> _Aim of the exercise_
The records are set out below this line. Return exactly the lines from the one containing "as point(106, 286)." through the last, and exclude the pictures.

— start of The records —

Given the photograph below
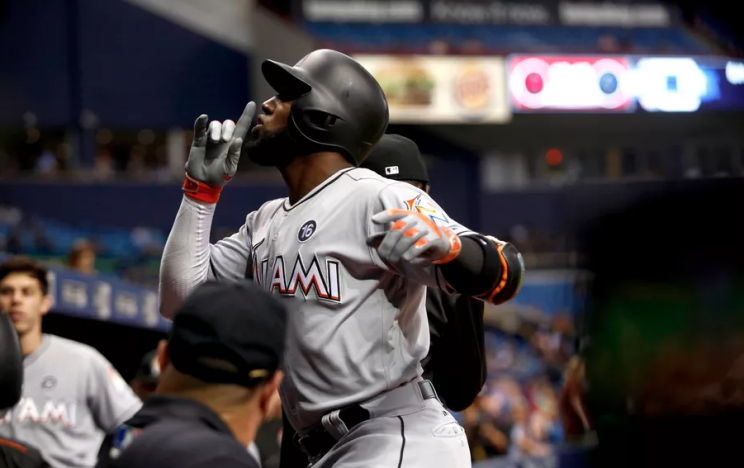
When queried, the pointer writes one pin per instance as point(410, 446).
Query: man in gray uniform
point(456, 362)
point(352, 252)
point(72, 396)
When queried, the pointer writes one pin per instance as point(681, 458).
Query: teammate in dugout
point(352, 251)
point(456, 363)
point(72, 395)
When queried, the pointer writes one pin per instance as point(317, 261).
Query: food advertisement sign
point(431, 89)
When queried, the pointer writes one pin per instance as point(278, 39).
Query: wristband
point(454, 241)
point(200, 191)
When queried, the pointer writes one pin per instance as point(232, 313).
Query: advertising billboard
point(562, 83)
point(431, 89)
point(624, 84)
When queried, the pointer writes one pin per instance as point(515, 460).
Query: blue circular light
point(608, 83)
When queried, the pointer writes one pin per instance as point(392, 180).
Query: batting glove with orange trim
point(215, 151)
point(413, 238)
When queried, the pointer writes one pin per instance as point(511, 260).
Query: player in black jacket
point(456, 362)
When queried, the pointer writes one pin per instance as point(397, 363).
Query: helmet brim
point(287, 81)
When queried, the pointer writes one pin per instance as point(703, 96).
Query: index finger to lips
point(244, 122)
point(215, 130)
point(228, 128)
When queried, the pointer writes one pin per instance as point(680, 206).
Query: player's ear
point(163, 357)
point(46, 304)
point(266, 393)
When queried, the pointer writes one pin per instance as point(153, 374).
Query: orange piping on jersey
point(500, 283)
point(455, 246)
point(13, 445)
point(200, 191)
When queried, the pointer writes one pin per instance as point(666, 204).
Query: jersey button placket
point(278, 228)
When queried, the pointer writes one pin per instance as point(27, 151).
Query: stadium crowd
point(530, 406)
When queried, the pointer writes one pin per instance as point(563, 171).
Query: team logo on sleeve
point(428, 209)
point(306, 231)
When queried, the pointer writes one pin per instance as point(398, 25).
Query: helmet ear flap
point(318, 120)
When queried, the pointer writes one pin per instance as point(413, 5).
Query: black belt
point(317, 441)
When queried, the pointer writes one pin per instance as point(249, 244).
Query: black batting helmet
point(337, 104)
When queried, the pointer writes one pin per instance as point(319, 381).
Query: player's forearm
point(486, 269)
point(185, 262)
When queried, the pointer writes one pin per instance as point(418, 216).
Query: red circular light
point(554, 157)
point(533, 83)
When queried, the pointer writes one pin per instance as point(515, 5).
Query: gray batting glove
point(413, 238)
point(215, 151)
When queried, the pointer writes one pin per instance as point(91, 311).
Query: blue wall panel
point(34, 72)
point(140, 70)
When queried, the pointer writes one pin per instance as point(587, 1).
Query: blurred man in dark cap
point(219, 371)
point(456, 362)
point(146, 380)
point(13, 454)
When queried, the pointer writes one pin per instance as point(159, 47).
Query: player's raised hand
point(215, 150)
point(413, 238)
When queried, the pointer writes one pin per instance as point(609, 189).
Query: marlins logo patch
point(427, 209)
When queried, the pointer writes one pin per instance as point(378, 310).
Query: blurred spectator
point(529, 436)
point(269, 437)
point(82, 257)
point(47, 163)
point(72, 396)
point(13, 454)
point(220, 374)
point(485, 439)
point(104, 165)
point(573, 407)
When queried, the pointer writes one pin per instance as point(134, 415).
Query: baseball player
point(352, 251)
point(456, 362)
point(72, 396)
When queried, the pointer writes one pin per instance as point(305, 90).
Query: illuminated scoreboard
point(624, 84)
point(569, 84)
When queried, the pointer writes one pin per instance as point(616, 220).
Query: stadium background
point(535, 117)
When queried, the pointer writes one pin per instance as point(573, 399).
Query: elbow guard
point(504, 264)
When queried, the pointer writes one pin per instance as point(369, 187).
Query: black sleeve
point(291, 455)
point(458, 361)
point(226, 462)
point(486, 269)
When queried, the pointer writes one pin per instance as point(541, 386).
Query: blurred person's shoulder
point(367, 183)
point(67, 348)
point(17, 454)
point(185, 444)
point(74, 352)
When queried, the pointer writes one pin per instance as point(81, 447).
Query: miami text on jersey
point(302, 278)
point(427, 209)
point(28, 411)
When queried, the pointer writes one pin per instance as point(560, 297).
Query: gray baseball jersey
point(359, 326)
point(72, 397)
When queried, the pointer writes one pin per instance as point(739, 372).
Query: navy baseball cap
point(228, 333)
point(398, 158)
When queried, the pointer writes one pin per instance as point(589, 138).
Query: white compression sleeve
point(185, 262)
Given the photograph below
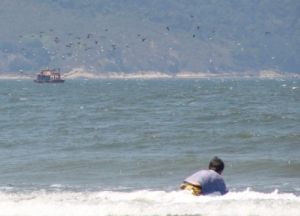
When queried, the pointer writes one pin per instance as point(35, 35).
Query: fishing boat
point(48, 76)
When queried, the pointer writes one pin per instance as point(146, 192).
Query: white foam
point(146, 203)
point(13, 76)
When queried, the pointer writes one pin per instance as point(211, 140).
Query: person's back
point(208, 181)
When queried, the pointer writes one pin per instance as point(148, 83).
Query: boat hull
point(49, 81)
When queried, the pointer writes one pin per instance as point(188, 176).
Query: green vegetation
point(157, 35)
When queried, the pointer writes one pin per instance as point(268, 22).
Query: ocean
point(123, 146)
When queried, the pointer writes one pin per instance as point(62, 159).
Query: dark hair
point(216, 164)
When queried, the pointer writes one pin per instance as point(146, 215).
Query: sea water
point(122, 147)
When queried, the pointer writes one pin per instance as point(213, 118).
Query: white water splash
point(146, 203)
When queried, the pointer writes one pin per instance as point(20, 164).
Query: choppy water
point(122, 147)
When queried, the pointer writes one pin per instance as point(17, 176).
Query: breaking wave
point(146, 202)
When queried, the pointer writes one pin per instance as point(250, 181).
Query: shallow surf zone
point(146, 203)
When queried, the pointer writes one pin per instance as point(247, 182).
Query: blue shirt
point(209, 180)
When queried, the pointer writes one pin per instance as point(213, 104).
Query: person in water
point(208, 181)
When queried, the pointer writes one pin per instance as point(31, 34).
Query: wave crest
point(147, 202)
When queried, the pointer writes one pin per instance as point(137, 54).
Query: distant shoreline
point(82, 74)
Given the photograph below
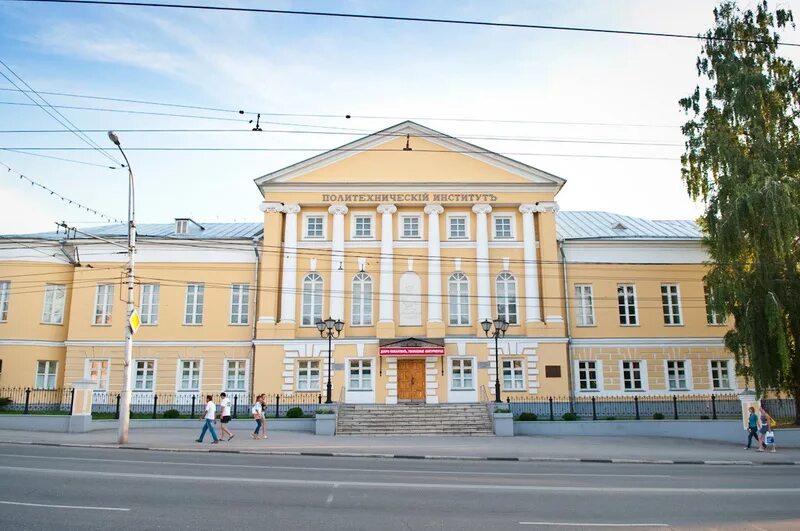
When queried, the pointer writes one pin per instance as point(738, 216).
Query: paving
point(658, 450)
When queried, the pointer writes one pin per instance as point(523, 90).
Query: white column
point(336, 309)
point(386, 294)
point(434, 263)
point(482, 255)
point(532, 300)
point(289, 278)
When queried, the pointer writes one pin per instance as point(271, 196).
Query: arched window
point(506, 294)
point(362, 300)
point(458, 299)
point(312, 299)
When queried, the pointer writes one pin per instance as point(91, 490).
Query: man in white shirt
point(209, 421)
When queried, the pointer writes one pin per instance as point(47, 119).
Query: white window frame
point(517, 374)
point(240, 310)
point(458, 215)
point(149, 296)
point(304, 371)
point(363, 383)
point(135, 375)
point(103, 310)
point(401, 226)
point(53, 313)
point(194, 317)
point(584, 311)
point(671, 310)
point(628, 314)
point(687, 371)
point(317, 300)
point(324, 217)
point(455, 317)
point(726, 365)
point(49, 374)
point(463, 364)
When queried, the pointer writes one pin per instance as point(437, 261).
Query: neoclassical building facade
point(412, 239)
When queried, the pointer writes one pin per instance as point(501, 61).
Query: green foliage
point(742, 159)
point(294, 413)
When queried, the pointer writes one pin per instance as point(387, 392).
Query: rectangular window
point(671, 304)
point(587, 376)
point(457, 228)
point(720, 374)
point(360, 375)
point(513, 377)
point(363, 227)
point(240, 303)
point(461, 374)
point(308, 375)
point(502, 228)
point(54, 297)
point(144, 375)
point(584, 305)
point(236, 375)
point(190, 375)
point(626, 301)
point(46, 374)
point(676, 375)
point(103, 304)
point(632, 376)
point(315, 227)
point(149, 305)
point(5, 288)
point(194, 304)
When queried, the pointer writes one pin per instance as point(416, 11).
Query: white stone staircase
point(414, 419)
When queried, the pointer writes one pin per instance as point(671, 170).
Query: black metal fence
point(629, 407)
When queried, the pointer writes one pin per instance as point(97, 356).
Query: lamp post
point(330, 328)
point(500, 327)
point(125, 398)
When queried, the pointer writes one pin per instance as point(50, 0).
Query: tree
point(742, 159)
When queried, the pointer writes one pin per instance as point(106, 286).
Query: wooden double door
point(411, 380)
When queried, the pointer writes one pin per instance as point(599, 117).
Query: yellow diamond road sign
point(135, 321)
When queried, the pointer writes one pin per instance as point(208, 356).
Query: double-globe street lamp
point(330, 328)
point(500, 327)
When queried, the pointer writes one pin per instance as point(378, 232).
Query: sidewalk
point(591, 449)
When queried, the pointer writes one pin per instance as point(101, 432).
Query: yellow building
point(412, 238)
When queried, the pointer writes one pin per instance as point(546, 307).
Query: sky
point(598, 87)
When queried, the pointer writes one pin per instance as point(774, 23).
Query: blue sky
point(289, 64)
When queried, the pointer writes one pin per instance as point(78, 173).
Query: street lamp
point(330, 328)
point(125, 398)
point(500, 327)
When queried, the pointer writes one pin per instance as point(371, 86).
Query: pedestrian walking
point(752, 428)
point(209, 420)
point(225, 415)
point(258, 415)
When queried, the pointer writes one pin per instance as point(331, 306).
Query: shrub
point(294, 413)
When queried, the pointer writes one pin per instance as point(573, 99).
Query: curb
point(413, 456)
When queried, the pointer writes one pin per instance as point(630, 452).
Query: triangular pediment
point(410, 153)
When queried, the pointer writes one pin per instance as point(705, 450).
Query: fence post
point(27, 400)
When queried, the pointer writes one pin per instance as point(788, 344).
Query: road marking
point(334, 469)
point(86, 508)
point(404, 485)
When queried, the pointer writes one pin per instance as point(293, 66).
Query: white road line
point(86, 508)
point(683, 491)
point(334, 469)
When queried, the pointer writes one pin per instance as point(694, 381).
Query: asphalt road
point(82, 488)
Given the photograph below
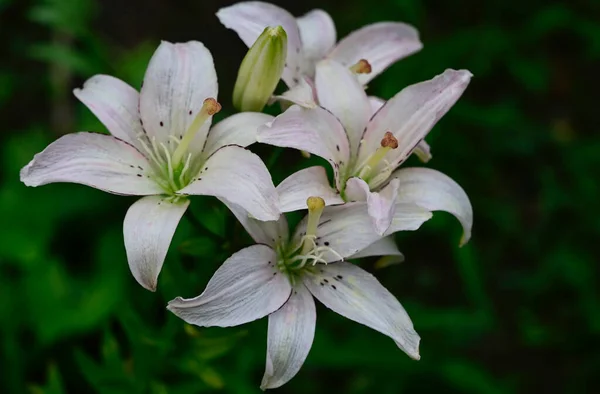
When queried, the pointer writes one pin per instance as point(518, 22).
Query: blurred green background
point(514, 311)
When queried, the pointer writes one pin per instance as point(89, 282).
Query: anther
point(361, 67)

— end of The records —

> _Result for this exercise_
When queried, the pointer writes one pin per instance as point(106, 286).
Query: wooden double door
point(411, 380)
When queried, the pointer writes one pin per instance as point(599, 117).
Query: yellow diamond road sign
point(135, 321)
When queried, the pointer writes one pin per instance as point(208, 356).
Query: double-globe street lamp
point(330, 328)
point(500, 327)
When queried, the pointer writes one pin per instance as point(378, 232).
Query: sidewalk
point(591, 449)
When queried, the pointer writes one pin per instance as point(101, 432).
Query: yellow building
point(412, 238)
When queried, the pointer writes one pin per instance as point(546, 307).
Query: sky
point(598, 87)
When queried, the pointer writes one pin per instance as point(774, 23).
Query: blue sky
point(289, 64)
When queried, the pointer writes one pin per instance as point(78, 173).
Query: street lamp
point(330, 328)
point(125, 398)
point(500, 327)
When queried, the pointer writes one pin per instance as point(371, 86).
Query: pedestrian walking
point(752, 428)
point(209, 420)
point(225, 415)
point(258, 415)
When queried, the pointer writes one pin per instance as point(331, 306).
Query: shrub
point(294, 413)
When queried, the pointer writes one pin per instance as point(573, 99).
Query: curb
point(413, 456)
When queried, the pointer writes one pin per instance as point(630, 452).
Query: triangular pediment
point(410, 153)
When queried, the pointer writes one pin per instance as point(705, 450).
Query: fence post
point(27, 400)
When queried, the pointer writes one pin per instance as point(788, 344).
Query: road marking
point(334, 469)
point(86, 508)
point(404, 485)
When queried, the pointer writes one pin per instance as point(293, 66).
Query: white road line
point(86, 508)
point(683, 491)
point(334, 469)
When queried, the pointer writes one pin per instance as point(694, 381).
Query: asphalt road
point(82, 488)
Given the photograph below
When queried, the pointer writes one pin per instance as point(518, 22).
Query: blurred green background
point(514, 311)
When queried, the pointer writes one pin per instance as point(89, 282).
Query: anther
point(361, 67)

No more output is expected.